## Stated exercise 1
Do these statements agree with the notes on Germanic languages below? For each one, say yes or no and quote the words from the text that decide it. (a) Swedish uses the letter x. (b) Afrikaans uses the Dutch vowel ij. (c) In German, a period follows ordinal numbers.
[start of Text segment]
Germanic languages[edit]

English[edit]

  • words: a, an, and, in, of, on, the, that, to, is, I (should always be a capital)
  • letter sequences: th, ch, sh, ough, augh
  • word endings: -ing, -tion, -ed, -age, -s, -’s, -’ve, -n’t, -’d
  • diacritics or accents only in loanwords (piñata)

Dutch (Nederlands)[edit]

  • letter sequences ij (capitalized as IJ, and also found as a ligature, IJ or ij), ei, doubled vowels (but not ii), kw, sch, oei, ooi, and uw (especially eeuw, ieuw, auw, and ouw).
  • words: het, op, en, een, voor (and compounds of voor).
  • word endings: -tje, -sje, -ing, -en, -lijk,
  • at the start of words: z-, v-, ge-
  • t/m occasionally occurs between two points in time or between numbers (e.g. house numbers).

West Frisian (Frysk)[edit]

  • letter sequences: ij, ei, oa
  • words: yn

Afrikaans (Afrikaans)[edit]

  • Words: 'n, as, vir, nie.
  • Similar to Dutch, but:
    • the common Dutch letters c and z are rare and used only in loanwords (e.g. chalet);
    • the common Dutch vowel ij is not used; instead, i and y are used (e.g. -lik, sy);
    • the common Dutch word ending -en is rare, being replaced by -e.

German (Deutsch)[edit]

  • umlauts (ä, ö, ü), ess-zett (ß)
  • letter sequences: ch, sch, tsch, tz, ss,
  • common words: der, die, das, den, dem, des, er, sie, es, ist, ich, du, aber
  • common endings: -en, -er, -ern, -st, -ung, -chen, -tät
  • rare letters: x, y (except in loanwords)
  • letter c rarely used except in the sequences listed above and in loanwords
  • long compound words
  • a period (.) after ordinal numbers, e.g. 3. Oktober
  • many capitalised words in the middle of sentences.

Swedish (Svenska)[edit]

  • letters å, ä, ö, rarely é
  • common words: och, i, att, det, en, som, är, av, den,
  • long compound words
  • letter sequences: stj, sj, skj, tj, ck, än, and occasionally surnames ending in -qvist
  • no use of characters w, z except for foreign proper nouns and some loanwords but x is used, unlike Danish and Norwegian, which replace it with ks

Danish (Dansk)[edit]

  • letters æ, ø, å
  • common words: af, og, til, er, på, med, det, den;
  • common endings: -tion, -ing, -else, -hed;
  • long compound words;
  • no use of character q, w, x and z except for foreign proper nouns and some loanwords;
  • to distinguish from Norwegian: uses letter combination øj; frequent use of æ; spellings of borrowed foreign words are retained (in particular use of c), such as centralstation.
[end of Text segment]
## Stated exercise 2
Rewrite the listing from the line holding "of the dune" through the end of the listing, inclusive, swapping "shallow water" for "calm water". Keep everything else the same.
[start of Records to process]
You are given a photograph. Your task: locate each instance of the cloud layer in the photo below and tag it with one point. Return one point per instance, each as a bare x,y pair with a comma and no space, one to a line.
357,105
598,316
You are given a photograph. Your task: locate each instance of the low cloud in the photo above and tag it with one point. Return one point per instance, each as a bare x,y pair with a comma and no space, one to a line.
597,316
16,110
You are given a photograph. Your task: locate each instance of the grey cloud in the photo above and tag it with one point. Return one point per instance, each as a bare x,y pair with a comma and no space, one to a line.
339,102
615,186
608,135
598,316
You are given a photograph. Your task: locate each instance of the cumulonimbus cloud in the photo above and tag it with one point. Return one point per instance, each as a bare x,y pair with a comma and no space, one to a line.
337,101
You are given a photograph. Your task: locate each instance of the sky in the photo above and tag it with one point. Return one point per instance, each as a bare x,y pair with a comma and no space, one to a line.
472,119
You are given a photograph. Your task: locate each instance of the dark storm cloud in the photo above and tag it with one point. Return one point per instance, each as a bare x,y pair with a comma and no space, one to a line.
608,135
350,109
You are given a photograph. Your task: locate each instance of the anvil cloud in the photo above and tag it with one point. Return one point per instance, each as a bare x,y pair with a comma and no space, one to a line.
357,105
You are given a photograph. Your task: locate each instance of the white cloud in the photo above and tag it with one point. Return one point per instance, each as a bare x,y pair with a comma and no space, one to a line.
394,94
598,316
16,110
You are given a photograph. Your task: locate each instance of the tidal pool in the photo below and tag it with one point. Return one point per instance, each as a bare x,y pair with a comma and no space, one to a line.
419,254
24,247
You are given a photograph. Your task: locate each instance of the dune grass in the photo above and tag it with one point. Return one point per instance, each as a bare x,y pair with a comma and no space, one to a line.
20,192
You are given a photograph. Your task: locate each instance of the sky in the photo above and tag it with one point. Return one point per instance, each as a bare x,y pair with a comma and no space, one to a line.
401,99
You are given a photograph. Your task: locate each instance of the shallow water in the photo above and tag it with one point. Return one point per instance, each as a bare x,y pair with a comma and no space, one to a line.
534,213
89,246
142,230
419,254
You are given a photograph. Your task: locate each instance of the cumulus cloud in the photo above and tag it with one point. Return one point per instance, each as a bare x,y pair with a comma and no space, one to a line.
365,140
[end of Records to process]
## Task solution 1
(a) Yes: "but x is used, unlike Danish and Norwegian, which replace it with ks"
(b) No: "the common Dutch vowel ij is not used"
(c) Yes: "a period (.) after ordinal numbers"

## Task solution 2
You are given a photograph. Your task: locate each instance of the dune grass in the photo above and tag it with one point. Return one point per instance, each as a bare x,y pair with a comma and no space, one to a line.
20,192
You are given a photograph. Your task: locate each instance of the sky in the photo above and tag it with one point. Return one point per instance, each as a bare x,y pair with a comma and no space, one to a line.
401,99
You are given a photograph. Your task: locate each instance of the calm water in the photo above and tag it with one point. Return one point per instance, each as a bare x,y pair with a comma and no space, one to a line.
534,213
89,246
142,230
419,254
You are given a photograph. Your task: locate each instance of the cumulus cloud in the photo above and tag it with one point. Return one point per instance, each as a bare x,y pair with a comma and no space, one to a line.
365,140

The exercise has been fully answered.